The exercise
Pick up the class design notes on encapsulation at their last line and keep writing them.

Excerpted text
-----

Guidelines for Class Design, Part 2

More on Encapsulation

Immutable classes

• Recall that a class builds only immutable objects if there are no mutator functions in the class
  • i.e. the only functions that can set or change instance variables (the member data) are the constructors of the class
  • In Java, the String class is a good example
• This is a more important concept in a language like Java than in C++
  • In C++, appropriate applications of const can more finely control what data can be changed and where
• If a Java class is immutable -- then objects, once created, cannot change. So multiple references to the same object are not dangerous.
  • Remember, in Java all class variables are reference variables, which can attach to the dynamically created objects
  • Also remember that in Java, garbage collection is automatic. There's no delete operator to do it manually
• If a Java class is NOT immutable, then multiple references to the same object could be problematic
  • Specifically, avoid returning a reference to an internally stored object from a class method, else an outside caller could change it
  • Similarly, avoid initializing an internal reference to attach directly to an external object (passed in to the class as a parameter, for example)
  • Make or return copies (clone the object) instead

Unintended side effects

• A true accessor doesn't change the calling object, and a mutator does. But if a method changes something else, it could be an unintended side effect. For example:
  • Changing an explicit parameter
  • Changing a public static field
  • Changing a global or more broadly used variable (like cout) in C++
  
  
• Consider this C++ function, an operator overload as a friend of a Money class, which stores a monetary value in integer dollars and cents:

    ostream& operator<< (ostream& os, const Money& m)
    {
      double value = m.dollars + (m.cents / 100.0);
      os << fixed << setprecision(2) << "$ " << value;
      return os;
    }
  

  • See any side effects here? No Money object is changing, but what about the stream object itself?
  • The stream object (os) has two stream manipulators applied here: fixed and setprecision(2)
  • These manipulators remain in effect until changed -- for all future outputs with this stream
  • Not only has the function printed the monetary value, it has also altered all future output formatting for the caller (without their knowledge!)
  
  
• Another example (Java). What if we wrote Fraction multiply this way?

   public Fraction multiply (Fraction f)

-----

Source material
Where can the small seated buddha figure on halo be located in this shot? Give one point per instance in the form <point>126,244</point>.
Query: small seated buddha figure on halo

-----

Reply to the exercise
   {
      f.set(num * f.num, denom * f.denom);
      return f;
   }
  

  Would the function return the correct result? Yes. But we've changed the parameter in the process, and f is not a copy, just a reference to the original! This was proably not intended!
   
• In C++, we can protect some things against unintended change through appropriate usage of const -- the compiler will double-check
• Beware of unintended side effects when coding class methods!

Contracts

• Contracts are constraints on a class that allow builder and users to share the same assumptions about the class
• Three primary types of constraints:
  • Invariant: Something that is true for all instances of a class.
  • Precondition: Something that must be true before an operation is invoked (to guarantee that it will work correctly). Users need should meet such conditions before calling an operation
  • Postcondition: Something that must be true after an operation is invoked. Condition is to be met by the implementor.
• OCL -- Object Constraint Language
  • A notation for formalizing constraints on elements of a model (like obbjects, methods, etc)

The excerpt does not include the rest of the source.